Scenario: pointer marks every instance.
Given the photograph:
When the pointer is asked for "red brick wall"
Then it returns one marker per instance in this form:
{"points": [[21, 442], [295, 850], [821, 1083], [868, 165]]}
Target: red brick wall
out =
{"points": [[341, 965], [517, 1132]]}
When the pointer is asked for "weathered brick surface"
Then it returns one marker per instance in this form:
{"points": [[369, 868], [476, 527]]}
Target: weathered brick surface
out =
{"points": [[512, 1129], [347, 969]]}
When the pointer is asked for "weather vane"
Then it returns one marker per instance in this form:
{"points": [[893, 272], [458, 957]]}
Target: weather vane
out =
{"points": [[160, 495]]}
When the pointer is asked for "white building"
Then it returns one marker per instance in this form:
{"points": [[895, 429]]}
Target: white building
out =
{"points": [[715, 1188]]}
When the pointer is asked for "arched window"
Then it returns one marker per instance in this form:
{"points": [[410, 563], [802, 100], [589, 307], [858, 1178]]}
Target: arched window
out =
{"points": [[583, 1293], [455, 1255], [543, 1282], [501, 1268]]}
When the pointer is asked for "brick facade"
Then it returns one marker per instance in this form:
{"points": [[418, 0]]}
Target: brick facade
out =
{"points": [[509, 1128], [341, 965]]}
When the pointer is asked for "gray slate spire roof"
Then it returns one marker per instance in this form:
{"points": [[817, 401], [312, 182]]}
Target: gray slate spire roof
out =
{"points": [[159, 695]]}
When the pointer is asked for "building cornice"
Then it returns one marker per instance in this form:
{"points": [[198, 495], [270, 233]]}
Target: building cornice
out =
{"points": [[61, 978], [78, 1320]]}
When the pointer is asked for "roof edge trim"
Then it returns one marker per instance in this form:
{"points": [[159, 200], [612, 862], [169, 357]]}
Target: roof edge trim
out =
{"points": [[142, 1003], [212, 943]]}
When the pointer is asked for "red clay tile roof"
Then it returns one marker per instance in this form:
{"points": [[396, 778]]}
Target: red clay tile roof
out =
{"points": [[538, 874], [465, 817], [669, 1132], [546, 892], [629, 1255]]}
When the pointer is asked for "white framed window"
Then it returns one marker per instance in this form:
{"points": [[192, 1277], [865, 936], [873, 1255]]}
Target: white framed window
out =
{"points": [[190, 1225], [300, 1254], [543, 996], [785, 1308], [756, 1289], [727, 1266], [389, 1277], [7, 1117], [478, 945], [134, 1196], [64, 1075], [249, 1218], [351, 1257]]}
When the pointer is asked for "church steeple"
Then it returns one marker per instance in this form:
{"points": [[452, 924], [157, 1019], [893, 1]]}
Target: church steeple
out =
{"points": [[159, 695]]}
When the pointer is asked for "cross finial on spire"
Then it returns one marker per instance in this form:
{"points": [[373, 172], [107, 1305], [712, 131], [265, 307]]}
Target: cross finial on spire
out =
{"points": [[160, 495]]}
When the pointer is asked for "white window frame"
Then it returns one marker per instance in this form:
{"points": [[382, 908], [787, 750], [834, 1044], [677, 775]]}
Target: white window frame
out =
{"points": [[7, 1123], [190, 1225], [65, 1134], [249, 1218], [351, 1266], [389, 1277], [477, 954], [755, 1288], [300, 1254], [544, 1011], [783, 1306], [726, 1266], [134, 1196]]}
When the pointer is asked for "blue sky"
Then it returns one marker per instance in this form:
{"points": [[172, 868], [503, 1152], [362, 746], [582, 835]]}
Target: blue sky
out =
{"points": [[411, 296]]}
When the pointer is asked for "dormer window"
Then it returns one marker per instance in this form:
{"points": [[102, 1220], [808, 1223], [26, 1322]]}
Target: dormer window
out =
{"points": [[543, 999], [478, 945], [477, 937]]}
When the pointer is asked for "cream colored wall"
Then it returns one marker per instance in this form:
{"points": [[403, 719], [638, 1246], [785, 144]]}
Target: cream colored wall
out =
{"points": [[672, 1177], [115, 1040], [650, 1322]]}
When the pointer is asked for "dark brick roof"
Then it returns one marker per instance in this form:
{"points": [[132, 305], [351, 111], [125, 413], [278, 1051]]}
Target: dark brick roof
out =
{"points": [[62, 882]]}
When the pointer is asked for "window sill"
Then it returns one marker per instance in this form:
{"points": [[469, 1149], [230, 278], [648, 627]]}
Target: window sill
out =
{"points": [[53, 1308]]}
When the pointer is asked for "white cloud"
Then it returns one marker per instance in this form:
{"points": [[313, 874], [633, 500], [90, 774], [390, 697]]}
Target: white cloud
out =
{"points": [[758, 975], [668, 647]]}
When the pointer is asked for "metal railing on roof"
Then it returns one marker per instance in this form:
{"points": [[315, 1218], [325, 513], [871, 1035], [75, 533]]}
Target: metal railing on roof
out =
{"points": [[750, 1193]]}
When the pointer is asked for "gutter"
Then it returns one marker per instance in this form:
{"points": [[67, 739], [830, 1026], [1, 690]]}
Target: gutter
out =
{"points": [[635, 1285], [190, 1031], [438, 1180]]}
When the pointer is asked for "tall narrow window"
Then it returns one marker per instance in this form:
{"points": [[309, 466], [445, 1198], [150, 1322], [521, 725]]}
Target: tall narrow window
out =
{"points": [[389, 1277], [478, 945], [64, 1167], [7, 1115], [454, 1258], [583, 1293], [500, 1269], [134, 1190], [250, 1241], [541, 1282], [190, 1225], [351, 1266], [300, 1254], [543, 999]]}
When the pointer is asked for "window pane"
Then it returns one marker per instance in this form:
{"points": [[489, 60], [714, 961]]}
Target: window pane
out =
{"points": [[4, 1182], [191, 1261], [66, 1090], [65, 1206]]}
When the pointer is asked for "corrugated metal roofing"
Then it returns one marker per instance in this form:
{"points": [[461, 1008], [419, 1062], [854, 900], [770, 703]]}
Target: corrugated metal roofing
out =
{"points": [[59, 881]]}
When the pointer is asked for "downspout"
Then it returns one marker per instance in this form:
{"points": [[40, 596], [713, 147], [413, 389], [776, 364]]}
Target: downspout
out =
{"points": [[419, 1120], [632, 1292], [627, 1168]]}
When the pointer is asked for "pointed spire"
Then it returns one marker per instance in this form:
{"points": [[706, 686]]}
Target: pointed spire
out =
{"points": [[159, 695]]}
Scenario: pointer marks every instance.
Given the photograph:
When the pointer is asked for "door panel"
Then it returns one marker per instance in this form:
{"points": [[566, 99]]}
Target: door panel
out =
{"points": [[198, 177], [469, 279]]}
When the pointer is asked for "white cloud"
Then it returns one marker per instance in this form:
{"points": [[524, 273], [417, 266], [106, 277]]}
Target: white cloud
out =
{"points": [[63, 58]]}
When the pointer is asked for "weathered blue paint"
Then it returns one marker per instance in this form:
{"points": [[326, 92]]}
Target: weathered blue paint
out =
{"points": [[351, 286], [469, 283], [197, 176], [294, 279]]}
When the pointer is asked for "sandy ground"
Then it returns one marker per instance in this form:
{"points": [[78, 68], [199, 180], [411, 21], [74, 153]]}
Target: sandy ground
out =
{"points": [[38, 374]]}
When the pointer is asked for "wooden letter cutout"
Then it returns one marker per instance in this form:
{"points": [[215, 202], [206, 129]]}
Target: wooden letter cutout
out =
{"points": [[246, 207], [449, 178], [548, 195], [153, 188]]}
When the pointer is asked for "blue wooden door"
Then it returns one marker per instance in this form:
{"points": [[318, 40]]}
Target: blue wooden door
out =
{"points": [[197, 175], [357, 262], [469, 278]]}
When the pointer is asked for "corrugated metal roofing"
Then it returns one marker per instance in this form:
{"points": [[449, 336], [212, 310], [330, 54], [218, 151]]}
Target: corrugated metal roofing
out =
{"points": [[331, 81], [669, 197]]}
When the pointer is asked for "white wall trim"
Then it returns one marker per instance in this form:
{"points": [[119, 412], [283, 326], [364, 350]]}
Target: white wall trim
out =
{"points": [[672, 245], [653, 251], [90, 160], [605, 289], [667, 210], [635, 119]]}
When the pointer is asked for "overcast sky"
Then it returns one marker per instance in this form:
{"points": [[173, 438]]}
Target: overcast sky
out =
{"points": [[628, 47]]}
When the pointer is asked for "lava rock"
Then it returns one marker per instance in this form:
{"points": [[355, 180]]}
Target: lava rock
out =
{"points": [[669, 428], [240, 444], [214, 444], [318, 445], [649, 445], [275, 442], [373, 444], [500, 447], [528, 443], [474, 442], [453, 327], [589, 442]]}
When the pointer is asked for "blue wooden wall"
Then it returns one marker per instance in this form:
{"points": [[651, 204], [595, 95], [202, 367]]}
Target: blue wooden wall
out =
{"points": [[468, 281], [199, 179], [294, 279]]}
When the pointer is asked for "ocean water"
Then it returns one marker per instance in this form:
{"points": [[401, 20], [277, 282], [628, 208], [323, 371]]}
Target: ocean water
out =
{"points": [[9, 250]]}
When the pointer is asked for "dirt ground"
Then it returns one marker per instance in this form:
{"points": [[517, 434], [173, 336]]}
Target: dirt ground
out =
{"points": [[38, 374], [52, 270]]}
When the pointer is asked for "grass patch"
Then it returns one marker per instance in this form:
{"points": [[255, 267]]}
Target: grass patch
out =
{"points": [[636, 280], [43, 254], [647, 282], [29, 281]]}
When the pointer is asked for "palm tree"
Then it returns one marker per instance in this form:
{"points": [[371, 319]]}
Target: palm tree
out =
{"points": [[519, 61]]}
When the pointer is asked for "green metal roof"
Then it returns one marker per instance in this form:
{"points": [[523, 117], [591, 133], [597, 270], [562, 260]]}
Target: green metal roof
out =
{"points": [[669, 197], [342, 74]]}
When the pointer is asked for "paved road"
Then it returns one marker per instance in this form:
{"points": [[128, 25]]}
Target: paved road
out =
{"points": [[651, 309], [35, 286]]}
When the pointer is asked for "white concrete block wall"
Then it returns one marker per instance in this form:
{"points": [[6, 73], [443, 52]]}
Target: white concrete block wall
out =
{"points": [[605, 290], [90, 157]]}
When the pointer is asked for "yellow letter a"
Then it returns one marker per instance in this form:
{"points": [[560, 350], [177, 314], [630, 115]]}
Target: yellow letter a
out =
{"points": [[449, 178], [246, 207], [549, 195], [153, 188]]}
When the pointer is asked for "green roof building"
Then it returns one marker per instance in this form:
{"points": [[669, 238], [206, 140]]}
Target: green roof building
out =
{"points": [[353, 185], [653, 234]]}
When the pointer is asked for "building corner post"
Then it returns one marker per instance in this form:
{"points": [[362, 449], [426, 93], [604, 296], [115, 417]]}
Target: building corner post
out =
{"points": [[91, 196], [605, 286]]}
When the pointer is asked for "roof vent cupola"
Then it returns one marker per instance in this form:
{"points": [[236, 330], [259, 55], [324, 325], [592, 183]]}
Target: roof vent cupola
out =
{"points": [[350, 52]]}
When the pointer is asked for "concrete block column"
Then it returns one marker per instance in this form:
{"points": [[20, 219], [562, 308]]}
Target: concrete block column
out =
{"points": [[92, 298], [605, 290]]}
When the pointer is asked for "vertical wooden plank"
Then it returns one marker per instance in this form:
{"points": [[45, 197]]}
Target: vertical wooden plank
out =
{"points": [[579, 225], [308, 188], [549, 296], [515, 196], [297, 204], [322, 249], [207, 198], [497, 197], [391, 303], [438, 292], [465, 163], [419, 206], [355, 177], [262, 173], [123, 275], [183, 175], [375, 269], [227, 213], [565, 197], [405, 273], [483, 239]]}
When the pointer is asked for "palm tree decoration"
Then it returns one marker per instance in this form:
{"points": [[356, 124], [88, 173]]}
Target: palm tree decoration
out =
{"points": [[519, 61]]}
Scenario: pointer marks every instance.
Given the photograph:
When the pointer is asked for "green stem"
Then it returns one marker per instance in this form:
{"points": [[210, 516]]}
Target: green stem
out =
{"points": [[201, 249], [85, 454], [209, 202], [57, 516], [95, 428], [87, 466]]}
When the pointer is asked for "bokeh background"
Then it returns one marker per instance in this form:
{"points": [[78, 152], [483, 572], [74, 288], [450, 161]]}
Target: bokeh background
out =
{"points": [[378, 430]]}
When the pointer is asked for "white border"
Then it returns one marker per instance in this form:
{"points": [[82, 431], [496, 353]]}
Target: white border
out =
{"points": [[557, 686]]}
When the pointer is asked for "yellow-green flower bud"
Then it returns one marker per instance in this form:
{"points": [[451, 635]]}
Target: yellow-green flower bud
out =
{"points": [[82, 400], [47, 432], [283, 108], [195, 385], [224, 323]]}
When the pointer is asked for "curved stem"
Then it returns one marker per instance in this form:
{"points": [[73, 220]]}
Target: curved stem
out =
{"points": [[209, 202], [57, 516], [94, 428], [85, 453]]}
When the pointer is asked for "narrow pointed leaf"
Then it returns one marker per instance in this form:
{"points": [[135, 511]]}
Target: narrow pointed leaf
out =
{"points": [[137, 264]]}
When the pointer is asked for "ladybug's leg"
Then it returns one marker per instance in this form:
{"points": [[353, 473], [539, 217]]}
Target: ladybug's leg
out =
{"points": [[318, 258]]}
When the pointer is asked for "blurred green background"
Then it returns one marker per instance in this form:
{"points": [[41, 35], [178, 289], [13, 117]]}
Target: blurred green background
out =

▸ What the task requires
In the records above, find every line with the word "border" and copy it.

▸ Answer section
When the pointer is asked for "white border"
Target: white border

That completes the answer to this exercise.